Problem details> Count the lines below that include the word "every" and write that number alone.

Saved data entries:
- - - - -

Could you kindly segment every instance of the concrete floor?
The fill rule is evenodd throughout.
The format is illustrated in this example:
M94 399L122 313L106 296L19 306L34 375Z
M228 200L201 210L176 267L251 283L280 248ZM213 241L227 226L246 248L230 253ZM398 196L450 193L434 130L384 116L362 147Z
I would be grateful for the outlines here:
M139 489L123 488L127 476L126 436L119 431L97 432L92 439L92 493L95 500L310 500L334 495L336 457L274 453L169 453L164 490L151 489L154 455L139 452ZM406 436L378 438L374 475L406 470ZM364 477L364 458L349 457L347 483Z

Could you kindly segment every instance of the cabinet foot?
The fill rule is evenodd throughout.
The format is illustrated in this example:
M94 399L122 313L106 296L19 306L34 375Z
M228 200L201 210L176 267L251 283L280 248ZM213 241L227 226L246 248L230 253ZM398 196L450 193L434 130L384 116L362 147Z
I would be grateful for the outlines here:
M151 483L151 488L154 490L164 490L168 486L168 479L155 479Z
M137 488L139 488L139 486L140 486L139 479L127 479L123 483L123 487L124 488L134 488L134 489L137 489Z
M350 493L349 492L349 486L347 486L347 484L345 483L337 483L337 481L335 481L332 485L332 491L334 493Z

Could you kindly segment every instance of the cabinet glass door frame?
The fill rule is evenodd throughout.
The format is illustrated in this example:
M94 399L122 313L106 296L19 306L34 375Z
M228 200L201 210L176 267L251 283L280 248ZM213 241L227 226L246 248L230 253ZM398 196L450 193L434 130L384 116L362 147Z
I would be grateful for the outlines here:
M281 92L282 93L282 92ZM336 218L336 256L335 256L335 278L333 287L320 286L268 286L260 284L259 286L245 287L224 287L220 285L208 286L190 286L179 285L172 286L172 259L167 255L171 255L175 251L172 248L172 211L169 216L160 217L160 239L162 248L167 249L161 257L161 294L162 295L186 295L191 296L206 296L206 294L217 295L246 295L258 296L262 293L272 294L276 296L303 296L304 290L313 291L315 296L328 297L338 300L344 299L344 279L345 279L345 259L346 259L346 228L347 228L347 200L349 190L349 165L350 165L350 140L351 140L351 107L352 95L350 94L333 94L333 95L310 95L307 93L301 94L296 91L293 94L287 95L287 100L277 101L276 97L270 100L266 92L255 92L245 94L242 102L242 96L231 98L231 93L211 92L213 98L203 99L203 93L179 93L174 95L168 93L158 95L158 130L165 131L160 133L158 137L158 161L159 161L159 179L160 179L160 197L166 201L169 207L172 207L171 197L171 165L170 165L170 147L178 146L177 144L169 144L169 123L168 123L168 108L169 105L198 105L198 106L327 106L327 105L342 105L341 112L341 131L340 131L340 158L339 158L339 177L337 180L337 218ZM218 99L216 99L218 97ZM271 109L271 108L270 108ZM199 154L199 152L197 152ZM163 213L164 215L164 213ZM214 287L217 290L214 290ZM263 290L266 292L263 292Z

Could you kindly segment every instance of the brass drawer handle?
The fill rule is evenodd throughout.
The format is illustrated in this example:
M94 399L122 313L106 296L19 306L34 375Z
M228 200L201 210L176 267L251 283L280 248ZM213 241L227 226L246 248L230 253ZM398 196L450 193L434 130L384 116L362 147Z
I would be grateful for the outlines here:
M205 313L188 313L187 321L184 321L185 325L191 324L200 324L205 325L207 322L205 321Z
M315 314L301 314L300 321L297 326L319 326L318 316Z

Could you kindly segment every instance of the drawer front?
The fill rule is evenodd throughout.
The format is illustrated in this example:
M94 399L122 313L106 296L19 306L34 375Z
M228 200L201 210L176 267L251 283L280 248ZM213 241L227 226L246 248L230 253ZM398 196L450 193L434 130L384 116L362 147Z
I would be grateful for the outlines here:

- - - - -

Finished task> 5